Tugas dan Latihan:
a - Menurut teks tentang beriman kepada para rasul, syariat rasul siapakah yang wajib diamalkan oleh kita dan seluruh manusia?
b - Lanjutkan teks tentang beriman kepada para rasul mulai dari kalimat terakhir yang tercantum.

Bagian Teks:
Beriman Kepada Para Rasul Mengandung Empat Unsur

  • 1. Bahwa risalah (misi) mereka benar-benar dari Allah Ta’ala, dan jika mengingkari kebenaran risalah salah satu di antara para rasul berarti ia telah mengingkari seluruh risalah para rasul.

  • 2. Beriman kepada nama-nama mereka yang telah kita ketahui seperti Muhammad, Ibrahim, Musa, Isa dan Nuh ‘alaihimus Salam atau yang lainnya yang disebutkan dalam al-Qur’an dan hadits. Adapun yang tidak kita ketahui namanya secara rinci, maka kita wajib mengimaninya secara global. Firman Allah Ta’ala, artinya, “Dan sesungguhnya telah Kami utus beberapa orang rasul sebelum kamu, di antara mereka ada yang Kami ceritakan kepadamu dan di antara mereka ada (pula) yang tidak Kami ceritakan kepadamu…” (QS. QS. Mukmin:78)

  • 3. Membenarkan ajaran dan berita yang mereka sampaikan.

  • 4. Mengamalkan syariat rasul yang diutus kepada kita dan kepada seluruh manusia, yaitu syari’at Nabi Muhammad shallallahu ‘alaihi wasallam.

Buah Beriman Kepada Rasul-Rasul Allah

  • 1. Mengetahui betapa besarnya rahmat dan inayah Allah Ta’ala terhadap hambaNya yang wajib disyukuri, dimana Dia telah mengutus para rasul untuk menunjukkan mereka ke jalan Allah dan menjelaskan kepada mereka cara menyembah Allah Ta’ala, sebab manusia tidak akan mampu mengenal Tuhannya hanya dengan perantaraan akal saja.

  • 2. Timbul rasa cinta, pengagungan serta pujian kepada para rasul sesuai dengan kedudukan mereka.

Entri data tersimpan:
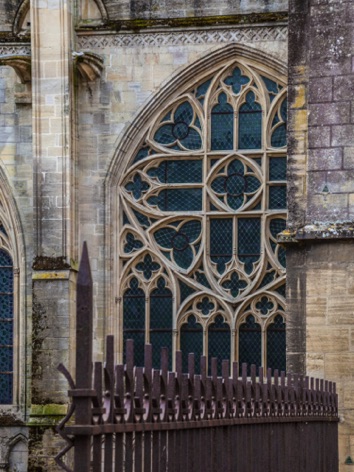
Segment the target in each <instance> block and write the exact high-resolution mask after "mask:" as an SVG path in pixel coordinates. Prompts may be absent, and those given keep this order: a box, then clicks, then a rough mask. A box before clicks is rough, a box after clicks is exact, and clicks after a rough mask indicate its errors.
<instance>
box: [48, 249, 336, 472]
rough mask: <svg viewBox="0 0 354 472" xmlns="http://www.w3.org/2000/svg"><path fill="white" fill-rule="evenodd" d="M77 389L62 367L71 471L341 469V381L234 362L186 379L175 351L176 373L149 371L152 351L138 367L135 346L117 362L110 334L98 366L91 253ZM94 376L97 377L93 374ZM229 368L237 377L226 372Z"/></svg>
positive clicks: (62, 423) (223, 363)
mask: <svg viewBox="0 0 354 472" xmlns="http://www.w3.org/2000/svg"><path fill="white" fill-rule="evenodd" d="M77 347H78V348H77V356H76V385H75V384H74V381H73V380H72V378H71V376H70V374H69V372H68V371H67V370H66V368H65V367H64V366H62V365H61V366H60V367H59V369H60V370H61V372H62V373H63V374H64V375H65V376H66V378H67V379H68V382H69V385H70V390H69V396H70V397H71V398H72V403H71V407H70V410H69V412H68V415H67V416H66V418H65V419H64V420H63V421H62V422H61V424H60V425H59V427H58V432H59V433H60V435H61V436H62V437H63V438H64V439H65V441H66V442H67V446H66V447H65V448H64V449H63V450H62V451H61V452H60V453H59V454H58V455H57V457H56V461H57V463H58V464H59V465H60V466H61V467H62V468H63V469H64V470H66V471H71V470H72V469H71V468H70V467H69V466H68V463H69V462H70V460H66V463H64V462H63V458H64V456H65V455H66V454H67V453H68V451H70V449H72V448H73V449H74V458H73V470H74V471H75V472H88V471H93V472H101V471H104V472H111V471H112V472H113V471H115V472H118V471H119V472H123V471H124V472H133V471H134V472H217V471H219V472H220V471H222V472H231V471H232V472H300V471H301V472H336V471H337V470H338V451H337V450H338V438H337V436H338V433H337V424H338V407H337V394H336V389H335V384H334V383H332V382H328V381H323V380H318V379H316V380H315V379H313V378H309V377H303V376H299V375H295V374H288V375H285V374H284V373H283V372H282V373H280V374H279V373H278V372H277V371H275V372H274V373H273V375H272V372H271V371H270V370H268V371H267V372H263V369H262V368H260V369H259V372H258V376H256V367H255V366H251V369H250V371H251V375H250V377H247V365H246V364H243V365H242V375H241V376H239V366H238V364H237V363H233V364H232V366H231V369H230V365H229V361H227V360H225V361H223V363H222V376H221V377H218V376H217V360H216V359H213V360H212V362H211V375H208V374H207V360H206V358H205V357H202V358H201V364H200V374H199V375H196V374H195V373H194V365H195V363H194V355H193V354H189V362H188V365H189V368H188V373H183V372H182V354H181V352H177V353H176V371H175V372H169V371H168V352H167V350H166V349H162V351H161V368H160V369H158V370H157V369H153V368H152V347H151V345H146V346H145V365H144V367H136V366H135V365H134V346H133V341H128V342H127V346H126V365H121V364H119V365H114V338H113V336H108V337H107V344H106V361H105V364H104V366H103V364H102V363H101V362H96V363H95V364H94V368H93V369H92V281H91V276H90V271H89V263H88V256H87V251H86V249H84V253H83V257H82V262H81V265H80V271H79V278H78V294H77ZM92 370H93V372H92ZM230 371H231V376H230Z"/></svg>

Daftar Jawaban:
a - Syariat Nabi Muhammad shallallahu ‘alaihi wasallam.

b -
Beriman bahwa Nabi Muhammad shallallahu ‘alaihi wasallam adalah Sebagai Penutup para Nabi dan Rasul

Nabi Muhammad shallallahu ‘alaihi wasallam adalah hamba Allah dan rasulNya, yang diutus kepada seluruh ummat manusia. Dengan kenabiannya, Allah Ta’ala menutup dan mengakhiri kenabian dan kerasulan. Maka orang yang mengakungaku sebagai nabi atau rasul sesudah beliau, maka dirinya dan orang yang mempercayainya adalah tersesat lagi kufur, karena ia telah mengingkari ayat-ayat Allah Ta’ala dan hadits-hadits Rasulullah shallallahu ‘alaihi wasallam. Nabi Muhammad Ta’ala telah dikaruniai berbagai mukjizat dan diutamakan atas segenap para nabi, sebagaimana ummatnya telah diutamakan atas ummat-ummat yang lain. Allah Ta’ala telah mewajibkan cinta kepadanya, mentaatinya dan mengharuskan mutaba’ah (mengikuti)nya. Di antara dalil-dalil yang menyatakan tentang hal tersebut adalah:

  • 1. Kesaksian Allah Ta’ala dan para malaikat terhadap wahyu yang diberikan kepada Nabi Muhammad shallallahu ‘alaihi wasallam, sebagaimana firman Allah Ta’ala, artinya, “(Mereka tidak mau mengakui yang diturunkan kepadamu itu), tetapi Allah mengakui al-Qur’an yang diturunkan-Nya kepadamu. Allah menurunkannya dengan ilmu-Nya; dan malaikat-malaikat pun menjadi saksi (pula). Cukuplah Allah yang mengakuinya.” (QS. An-Nisaa:166)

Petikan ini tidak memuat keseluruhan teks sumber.